## START PASSAGE TO READ

Get all A's this semester (I got 2 B's in first semester :/ )
Figure out what I want to do with my life, or at least the next few years of it.


----------



## o2gulo (Jan 13, 2013)

I shall learn ZZ and gain some determination to learn new algs!


----------



## arvind1999 (Jan 13, 2013)

2x2- Sub 4, learn CLL(Maybe I'll end up using Roux CMLLs on the 2x2).
3x3- Sub 11, Start BLD.
4x4- Sub 1:15

Hardware- Get new stickers.


----------



## Cube-Fu (Jan 13, 2013)

Survive to 2014 ... that's about it.


----------



## That70sShowDude (Apr 9, 2013)

That70sShowDude said:


> Official sub 11 3x3 average
> Official sub 50 4x4 average
> Squat 405 for 1-5 reps



Well I squatted 350x4 which puts a 1RM calculation at 405. Possibly able to get this already. Didn't even think I'd have this by the end of the year.


----------



## Kian (Apr 9, 2013)

Kian said:


> I intend to be less resolute.



I am happy to say that I am fulfilling my goal. Well, I think.

## END PASSAGE TO READ

*SHORT TASK A*. Using the goals thread, decide whether each statement agrees with it. Answer yes or no for each, and quote the words that settle it. (i) arvind1999 wants a 3x3 average under 11 and to start BLD. (ii) That70sShowDude squatted 405 for four reps. (iii) o2gulo plans to learn ZZ.
*SHORT TASK B*. Resume the goals thread with the next post after its last one.
The listing after this comes from a separate source.

## START ITEMS

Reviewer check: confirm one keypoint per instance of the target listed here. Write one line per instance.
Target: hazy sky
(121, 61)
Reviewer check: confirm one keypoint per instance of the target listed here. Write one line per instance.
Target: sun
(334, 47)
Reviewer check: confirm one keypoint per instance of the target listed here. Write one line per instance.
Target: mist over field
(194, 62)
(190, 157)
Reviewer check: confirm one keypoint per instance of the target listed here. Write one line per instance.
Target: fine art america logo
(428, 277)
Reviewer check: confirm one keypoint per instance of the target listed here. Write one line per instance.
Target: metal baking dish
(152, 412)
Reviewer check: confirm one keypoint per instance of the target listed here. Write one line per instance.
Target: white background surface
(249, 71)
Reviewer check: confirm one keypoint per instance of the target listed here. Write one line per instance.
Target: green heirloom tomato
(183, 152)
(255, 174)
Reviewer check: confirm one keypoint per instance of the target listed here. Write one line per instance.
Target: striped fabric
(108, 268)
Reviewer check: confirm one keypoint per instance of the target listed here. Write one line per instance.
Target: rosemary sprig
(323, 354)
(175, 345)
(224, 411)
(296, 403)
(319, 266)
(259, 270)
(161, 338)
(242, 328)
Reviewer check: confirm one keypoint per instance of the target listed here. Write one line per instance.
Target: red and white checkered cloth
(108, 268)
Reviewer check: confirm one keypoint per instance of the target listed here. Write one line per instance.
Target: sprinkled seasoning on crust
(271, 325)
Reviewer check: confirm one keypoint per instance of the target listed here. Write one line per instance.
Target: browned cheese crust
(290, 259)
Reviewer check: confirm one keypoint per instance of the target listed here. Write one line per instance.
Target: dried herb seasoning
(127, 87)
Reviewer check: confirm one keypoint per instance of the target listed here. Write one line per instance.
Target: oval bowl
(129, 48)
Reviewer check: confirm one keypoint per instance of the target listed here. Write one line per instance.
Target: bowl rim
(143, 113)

## END ITEMS

*EXERCISE RESPONSE A*.
(i) Yes: "3x3- Sub 11, Start BLD."
(ii) No: "Well I squatted 350x4 which puts a 1RM calculation at 405."
(iii) Yes: "I shall learn ZZ and gain some determination to learn new algs!"

*EXERCISE RESPONSE B*.
----------



## Coolster01 (Apr 9, 2013)

Coolster01 said:


> Cubing:
> 2x2 - Sub 2.12 Average of 12, Sub 1.75 Average of 5; Official Sub 2.75 Average of 5, Official Sub 1.75 Single loluseless, Learn EG-1 (I've already done 16 so far) and EG-2
> 
> 3x3 - Sub 10 Average of 12, Sub 9 Average of 5, Sub 6.5 Single, Official Sub 10 Average of 5, Official Sub 8 Single [EXTREMELY HARD GOALS], Learn COLL (except for sunes)
> ...



For some reason I just realized these cubing goals are kinda ridiculous...  I'll be proud if I get at least 1/3 of these.


----------



## sneaklyfox (Apr 9, 2013)

I know it's already April but here are 2013 resolutions for the rest of the year.

Edit: Update...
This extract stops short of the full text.